◆ **What this task involves**
Please answer from the article on Andrew McCarthy's casting in "Pretty in Pink": whose endorsement persuaded John Hughes to cast McCarthy as Blane?

=== Page ===

Andrew McCarthy, renowned for his role as Blane McDonnagh in the 1986 classic "Pretty in Pink," recently shared insights into how he landed the part, attributing his success to co-star Molly Ringwald. Speaking in conjunction with the release of his new Hulu documentary "Brats," McCarthy delved into the casting dynamics behind John Hughes' beloved teen rom-com.

During his audition, McCarthy didn't fit the traditional mold envisioned for Blane - a "square-jawed, big, hunky quarterback." Instead, it was Ringwald's endorsement that swayed Hughes. "Molly said, ‘Oh, that’s who I would fall for.

He’s dreamy. He’s poetic,'" McCarthy recalled in an interview with Entertainment Tonight. Surprisingly, Hughes initially questioned her choice, labeling McCarthy a "wimp." Yet, influenced by Ringwald’s vision, Hughes embraced the unconventional choice, a decision that significantly shaped the film's narrative.

Reshaping "Pretty in Pink"

"Pretty in Pink" explores the high school life of Andie (played by Ringwald), an outsider who finds herself torn between her quirky classmate Duckie (Jon Cryer) and the affluent Blane. McCarthy's portrayal brought a nuanced sensitivity to Blane, which diverged from the original character's more superficial traits.

This depth added to the character was pivotal, leading to a reshoot of the film’s ending after initial test audiences rejected the original conclusion where Andie ends up with Duckie. The revised ending better aligned with the film’s fairytale essence, ensuring Andie ended up with Blane, which McCarthy believed was essential to fulfilling the audience's expectations.

Reflecting on his initial reactions to the script, McCarthy admitted he considered quitting after discovering Blane's lackluster backbone in the original script. "When I landed, I called [my agent] and said, ‘You’ve got to get me out of this movie! This guy’s a jerk. He’s just, like, a wimpy loser,'" he shared with The New Yorker in 2021.

=== Data extract ===

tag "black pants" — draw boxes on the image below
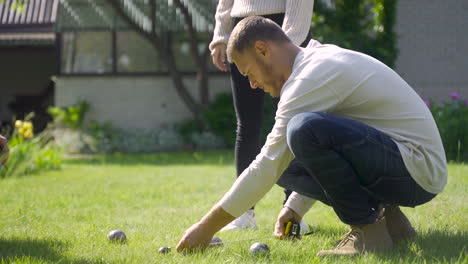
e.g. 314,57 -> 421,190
277,113 -> 436,225
230,13 -> 310,206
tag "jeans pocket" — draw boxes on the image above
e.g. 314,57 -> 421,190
364,177 -> 416,207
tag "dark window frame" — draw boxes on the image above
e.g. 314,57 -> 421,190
56,28 -> 226,77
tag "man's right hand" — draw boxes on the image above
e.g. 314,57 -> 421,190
0,135 -> 10,165
211,43 -> 228,72
274,206 -> 302,239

===

◆ **Solution for this problem**
Molly Ringwald's